- REQUIRED TASK 1
In the article about Interior Secretary Jewell's visit to Kivalina, what happened this summer to the cabin Becky Norton's family built upriver?
- REQUIRED TASK 2
Carry the article about Interior Secretary Jewell's visit to Kivalina forward from the point where it stops.

## begin ARTICLE

Interior Secretary Sally Jewell was in the northwest coast community of Kivalina Monday, to hear what residents say are their concerns as erosion linked to climate change and rising sea levels threatens their subsistence way of life—and the very island the community is built upon.
Jewell was invited by the Alaska Federation of Natives to speak at their retreat in Kotzebue, an invitation that drew state lawmakers—including Governor Bill Walker and Lieutenant Governor Byron Mallott—to northwest Alaska to confront the secretary on recent federal decisions they say will limit oil and gas development on federal lands and waters across the state, including the Arctic National Wildlife Refuge and offshore oil exploration in the Chukchi Sea.
Jewell planned a trip of her own, to nearby Kivalina, about an hour’s flight from the Kotzebue hub. She planned to tour the village and meet with residents, to hear firsthand their concerns on a changing climate and a warming Arctic. Residents like Becky Norton, who has lived in Kivalina all her life, and has seen what erosion has done to the small community on a barrier island between the Chuckchi Sea and the Kivalina Lagoon.
“My husband built a cabin, with family, a two-story cabin about eight miles upriver,” she said, walking into town from the airstrip Monday afternoon. The wind was still and temperatures hovered around 20ºF. Norton said her family built their cabin “about 30 feet away from the bank. And the bank, where we are, it’s pretty high. When we park, we have to climb up and walk to our cabin.”
She said the cabin was used for years, a summer subsistence camp for her kids and her 22 grandkids.
But now the cabin is gone.
“This summer it fell into the river,” she said.
Norton’s cabin—and similar destruction linked to stronger seasonal storms that are eroding more and more of the community—took center stage at presentations for Secretary Jewell at the community’s McQueen School. Speakers, including a group of four students, outlined their concerns: namely, the ongoing struggle with erosion, the battle to fund a new school, and the emergency evacuation road required for the new school to happen.
All told, the school and road could cost upwards of $120 million. Solving the erosion issue, and possibly relocating the entire village, could cost millions more.
Jewell listened, made introductions, and posed for photos before hopping in the back of a pickup truck for a tour of the village with tribal president Millie Hawley.
“This is the home that was in danger of falling into the lagoon, until they put the rock revetments,” Hawley said.
“They put that on the outskirts, there?” Jewell asked, motioning to what appeared to be a pile of snow along both sides of the house.
“You can’t see it now, because it’s all covered with snow,” Hawley said, adding that the U.S. Army Corps of Engineers installed the revetments.
Further along the tour, the truck slowed along the side of the island that borders the Chukchi sea. In the distance, seal hunters were on the hunt and poised on the ice. “We used to be able to get fish out here,” Hawley said, “but we haven’t gotten fish for four years,” she said mostly due to ice conditions. When Jewell asked why, Hawley explained a “late start” to the annual ice now freezes to the bottom of the lagoon, “which stays until the fish have already migrated out to the ocean.”

## end ARTICLE
## begin ENTRIES SUPPLIED

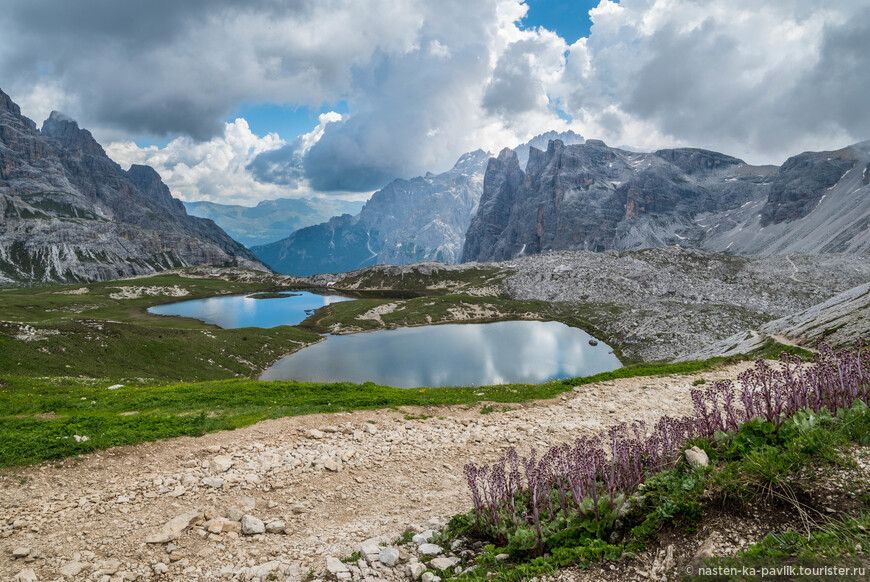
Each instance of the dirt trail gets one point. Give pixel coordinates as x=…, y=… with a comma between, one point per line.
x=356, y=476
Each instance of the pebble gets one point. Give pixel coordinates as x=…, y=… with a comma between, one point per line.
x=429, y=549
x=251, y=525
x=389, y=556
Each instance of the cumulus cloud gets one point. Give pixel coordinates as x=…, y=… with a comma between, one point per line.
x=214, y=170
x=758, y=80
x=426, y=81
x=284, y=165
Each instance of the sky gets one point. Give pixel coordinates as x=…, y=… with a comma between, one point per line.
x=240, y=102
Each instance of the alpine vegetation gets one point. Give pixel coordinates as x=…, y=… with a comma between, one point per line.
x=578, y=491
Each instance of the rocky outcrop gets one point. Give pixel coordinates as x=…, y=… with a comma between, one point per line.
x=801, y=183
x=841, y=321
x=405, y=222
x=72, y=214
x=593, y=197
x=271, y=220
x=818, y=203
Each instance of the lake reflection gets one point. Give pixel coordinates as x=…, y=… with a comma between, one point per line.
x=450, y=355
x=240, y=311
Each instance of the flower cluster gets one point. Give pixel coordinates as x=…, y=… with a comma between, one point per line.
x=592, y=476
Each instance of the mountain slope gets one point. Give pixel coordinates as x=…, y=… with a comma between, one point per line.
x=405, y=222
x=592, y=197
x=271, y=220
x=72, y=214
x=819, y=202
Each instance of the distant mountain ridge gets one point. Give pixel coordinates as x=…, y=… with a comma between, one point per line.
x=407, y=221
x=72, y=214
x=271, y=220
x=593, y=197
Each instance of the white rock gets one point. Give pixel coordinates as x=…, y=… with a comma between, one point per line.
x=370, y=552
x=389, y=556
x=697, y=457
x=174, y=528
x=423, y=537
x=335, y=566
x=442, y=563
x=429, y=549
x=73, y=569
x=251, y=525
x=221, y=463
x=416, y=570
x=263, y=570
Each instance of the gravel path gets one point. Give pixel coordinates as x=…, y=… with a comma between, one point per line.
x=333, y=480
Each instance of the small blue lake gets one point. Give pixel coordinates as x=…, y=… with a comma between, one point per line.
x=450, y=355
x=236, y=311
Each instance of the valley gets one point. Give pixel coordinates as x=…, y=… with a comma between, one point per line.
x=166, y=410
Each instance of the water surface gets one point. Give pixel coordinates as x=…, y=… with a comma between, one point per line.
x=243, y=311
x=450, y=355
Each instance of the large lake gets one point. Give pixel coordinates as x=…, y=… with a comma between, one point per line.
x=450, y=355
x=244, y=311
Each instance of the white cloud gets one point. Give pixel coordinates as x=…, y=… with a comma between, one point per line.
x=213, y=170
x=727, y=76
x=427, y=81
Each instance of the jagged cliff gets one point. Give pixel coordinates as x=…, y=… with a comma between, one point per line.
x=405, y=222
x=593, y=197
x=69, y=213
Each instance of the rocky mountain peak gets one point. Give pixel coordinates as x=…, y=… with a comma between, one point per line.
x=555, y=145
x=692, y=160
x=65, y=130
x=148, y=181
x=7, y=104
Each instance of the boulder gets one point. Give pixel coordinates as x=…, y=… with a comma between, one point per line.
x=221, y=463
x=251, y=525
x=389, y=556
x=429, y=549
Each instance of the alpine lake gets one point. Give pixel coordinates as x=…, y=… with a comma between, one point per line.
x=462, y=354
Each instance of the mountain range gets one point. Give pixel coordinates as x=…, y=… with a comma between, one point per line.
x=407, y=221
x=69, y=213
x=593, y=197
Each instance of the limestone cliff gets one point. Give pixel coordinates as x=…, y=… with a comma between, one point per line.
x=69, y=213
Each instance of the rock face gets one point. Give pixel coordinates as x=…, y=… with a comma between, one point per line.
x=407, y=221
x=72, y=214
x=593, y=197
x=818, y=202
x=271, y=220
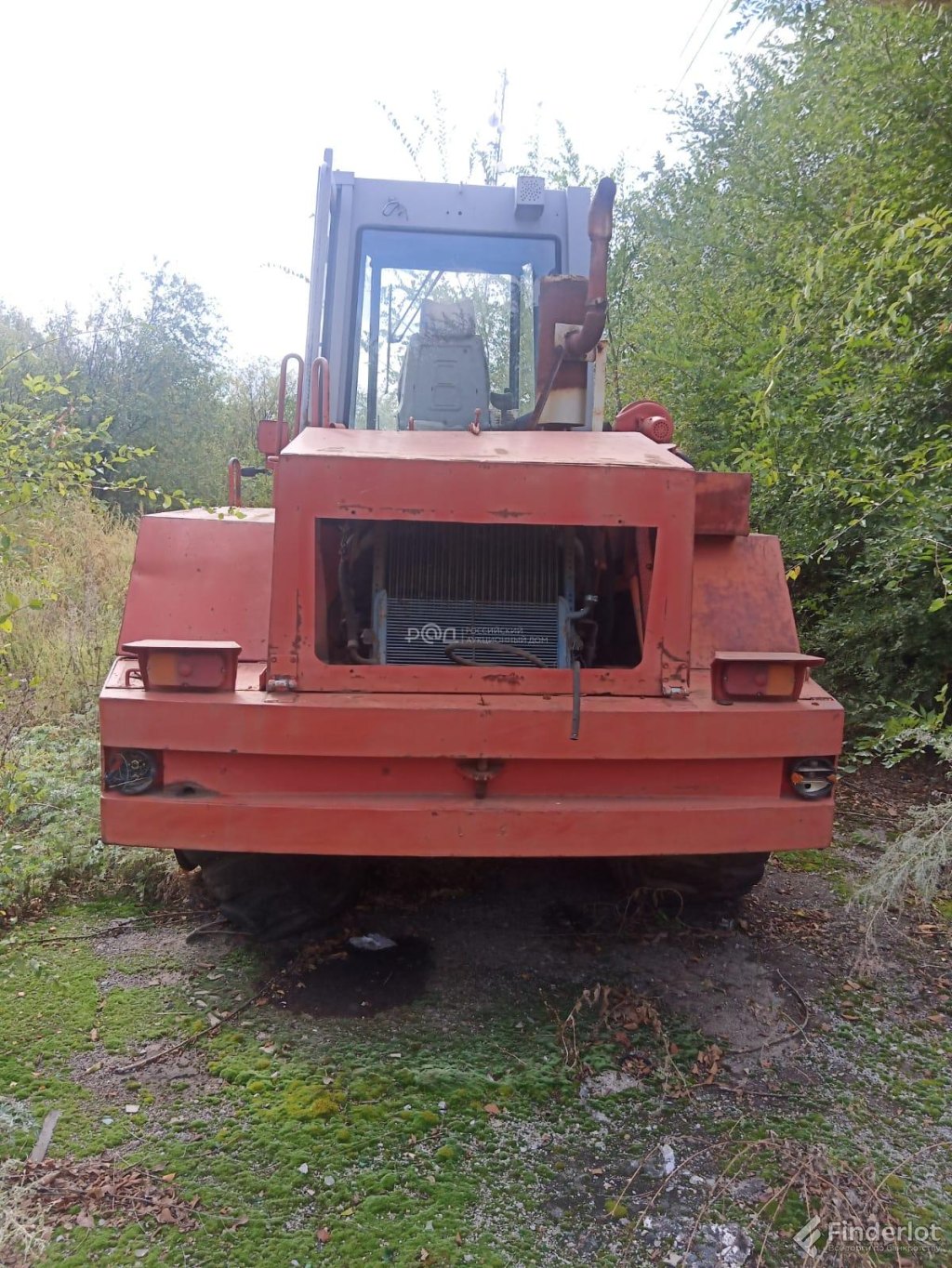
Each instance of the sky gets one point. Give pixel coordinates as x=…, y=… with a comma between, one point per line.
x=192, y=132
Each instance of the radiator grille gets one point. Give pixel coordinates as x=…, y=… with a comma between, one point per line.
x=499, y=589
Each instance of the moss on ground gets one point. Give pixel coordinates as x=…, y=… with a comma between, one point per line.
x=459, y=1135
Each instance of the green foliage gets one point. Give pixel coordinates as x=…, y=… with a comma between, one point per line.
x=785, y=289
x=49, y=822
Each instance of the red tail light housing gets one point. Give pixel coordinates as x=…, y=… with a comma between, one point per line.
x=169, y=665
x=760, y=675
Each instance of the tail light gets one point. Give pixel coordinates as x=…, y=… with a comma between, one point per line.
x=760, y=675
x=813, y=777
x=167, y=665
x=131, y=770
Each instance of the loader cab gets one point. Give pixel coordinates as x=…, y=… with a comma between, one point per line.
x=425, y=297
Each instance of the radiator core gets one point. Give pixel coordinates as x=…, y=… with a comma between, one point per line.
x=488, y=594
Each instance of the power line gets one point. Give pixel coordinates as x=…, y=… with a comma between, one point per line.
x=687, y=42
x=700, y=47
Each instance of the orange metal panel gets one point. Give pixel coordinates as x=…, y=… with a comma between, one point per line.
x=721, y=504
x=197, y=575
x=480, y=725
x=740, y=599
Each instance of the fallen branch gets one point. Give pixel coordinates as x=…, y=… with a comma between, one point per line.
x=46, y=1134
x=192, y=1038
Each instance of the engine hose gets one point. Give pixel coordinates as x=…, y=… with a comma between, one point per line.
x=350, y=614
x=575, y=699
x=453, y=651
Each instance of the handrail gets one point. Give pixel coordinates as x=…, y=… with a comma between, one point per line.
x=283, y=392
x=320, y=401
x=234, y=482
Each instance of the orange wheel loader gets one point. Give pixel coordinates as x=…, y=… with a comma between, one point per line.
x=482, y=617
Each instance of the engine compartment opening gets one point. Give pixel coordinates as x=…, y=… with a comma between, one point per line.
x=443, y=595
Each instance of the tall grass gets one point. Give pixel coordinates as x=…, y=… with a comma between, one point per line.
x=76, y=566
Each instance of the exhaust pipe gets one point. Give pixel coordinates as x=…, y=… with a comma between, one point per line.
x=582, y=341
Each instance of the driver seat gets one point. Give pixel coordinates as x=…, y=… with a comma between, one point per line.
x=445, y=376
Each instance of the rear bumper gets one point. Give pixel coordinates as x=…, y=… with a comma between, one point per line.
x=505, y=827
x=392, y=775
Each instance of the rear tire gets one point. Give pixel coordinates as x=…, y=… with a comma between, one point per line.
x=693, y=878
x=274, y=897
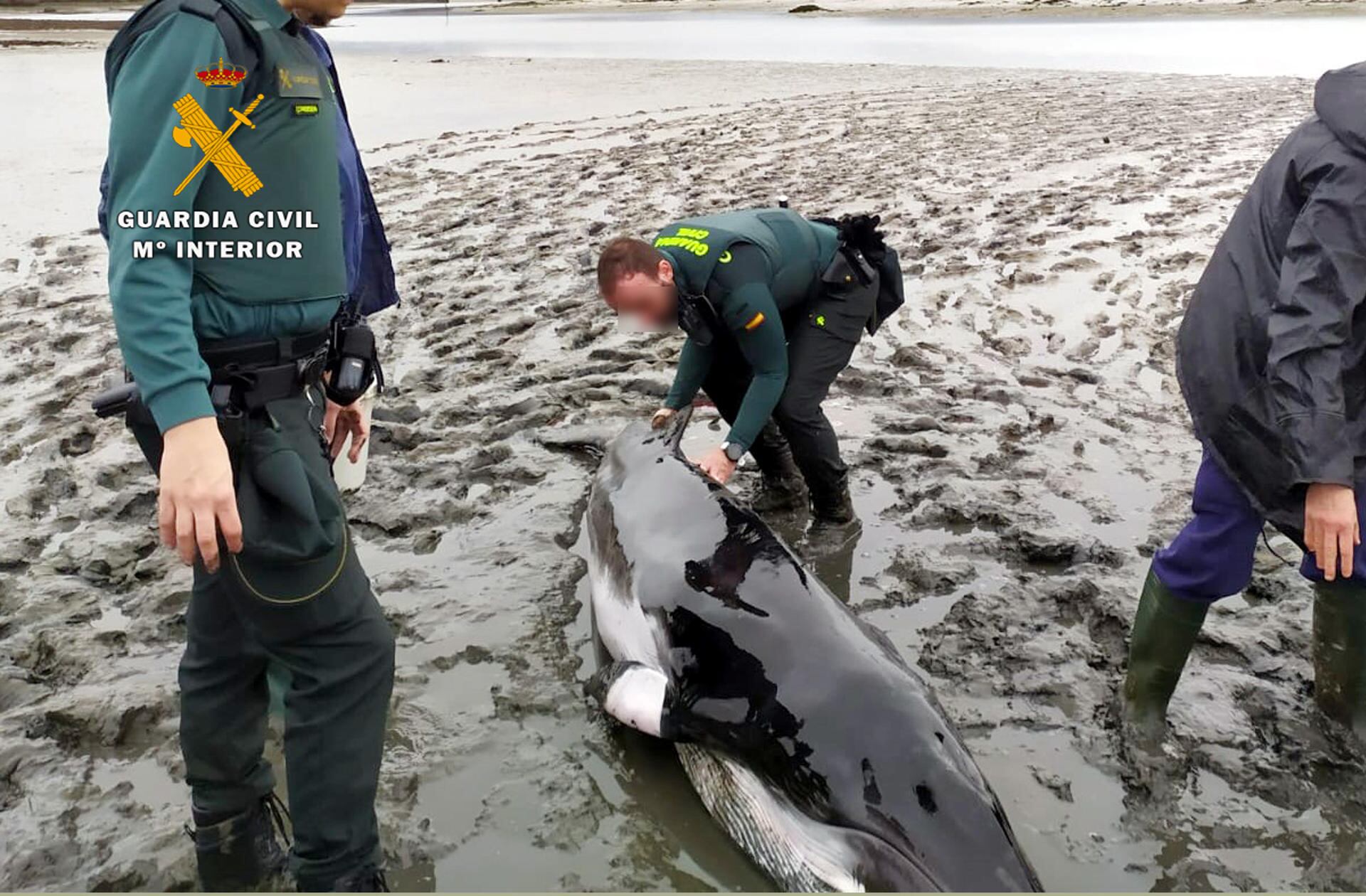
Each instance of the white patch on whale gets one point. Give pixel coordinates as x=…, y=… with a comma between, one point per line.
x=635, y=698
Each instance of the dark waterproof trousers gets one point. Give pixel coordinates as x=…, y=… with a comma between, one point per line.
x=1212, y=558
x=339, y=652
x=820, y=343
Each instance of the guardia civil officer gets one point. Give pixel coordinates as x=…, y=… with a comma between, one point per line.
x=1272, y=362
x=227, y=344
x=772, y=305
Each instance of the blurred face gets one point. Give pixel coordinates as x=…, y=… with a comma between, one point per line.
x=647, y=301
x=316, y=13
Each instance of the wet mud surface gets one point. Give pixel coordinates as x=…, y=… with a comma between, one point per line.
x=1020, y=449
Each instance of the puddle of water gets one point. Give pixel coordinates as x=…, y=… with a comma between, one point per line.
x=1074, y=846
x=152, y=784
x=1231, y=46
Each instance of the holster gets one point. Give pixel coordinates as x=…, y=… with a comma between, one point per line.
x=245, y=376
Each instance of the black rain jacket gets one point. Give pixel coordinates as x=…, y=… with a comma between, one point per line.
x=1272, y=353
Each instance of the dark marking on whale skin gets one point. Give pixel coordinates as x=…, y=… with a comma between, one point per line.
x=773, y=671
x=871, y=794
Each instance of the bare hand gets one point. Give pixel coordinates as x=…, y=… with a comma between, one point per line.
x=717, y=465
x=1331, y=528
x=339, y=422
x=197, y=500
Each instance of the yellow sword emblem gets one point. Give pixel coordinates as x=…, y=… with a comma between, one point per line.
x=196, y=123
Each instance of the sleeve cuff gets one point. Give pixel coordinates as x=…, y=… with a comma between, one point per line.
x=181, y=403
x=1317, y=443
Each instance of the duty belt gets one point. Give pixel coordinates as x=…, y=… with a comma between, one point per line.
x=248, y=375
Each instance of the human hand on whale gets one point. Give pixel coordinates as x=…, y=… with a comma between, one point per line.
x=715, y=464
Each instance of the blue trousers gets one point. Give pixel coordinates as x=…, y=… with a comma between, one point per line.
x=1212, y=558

## end ENTRIES SUPPLIED

- EXERCISE OUTPUT 1
It fell into the river.

- EXERCISE OUTPUT 2
Jewell’s tour ended at the airstrip, not far from the plane that would take her back to Kotzebue. Before she left, she saw the charred remains of the community’s only store, which burned down in December; the homes sinking, and sometimes falling, into the Chukchi Sea and lagoon; the brown tundra and jumbled ice that looked more like breakup than mid-February, which can often make caribou herds inaccessible.
Her time in Kivalina was brief, with every minute scheduled to keep her busy until her departure. But Jewell said it was worth the effort to see things firsthand.
“It’s hard to understand the impact in the abstract. When you see it up close, you really get a much better feel for the passion, the fear, the importance to culture and lifestyle that’s all at risk here,” Jewell said. “Not to mention just their lives, which are at risk on a little spit like this.”
When asked what she’ll bring back to Washington from her visit to Kivalina, Jewell said what she takes back will be “very real stories, stories from people who have personally experienced this change.”
A new school, erosion mitigation efforts the U.S. Army Corps of Engineers has already laid out, and more—all things Jewell said need to be part of the discussion when she returns to Washington. But concrete next steps remained elusive.
“I think the most important part is just trying to understand, what are the various moving pieces and prats that we can in fact influence,” she said. The new school is a state responsibility, Jewell said, adding that the Corps of Engineers should continue with projects already undertaken in Kivalina. “I don’t know what those [next] steps are going to be yet, until I go back and learn more about who’s involved. But what I do know is the situation out here is very serious, and it’s indicative of the kind of impacts we’re seeing in climate change everywhere, that this is probably the beginning of what may be to come in other areas.”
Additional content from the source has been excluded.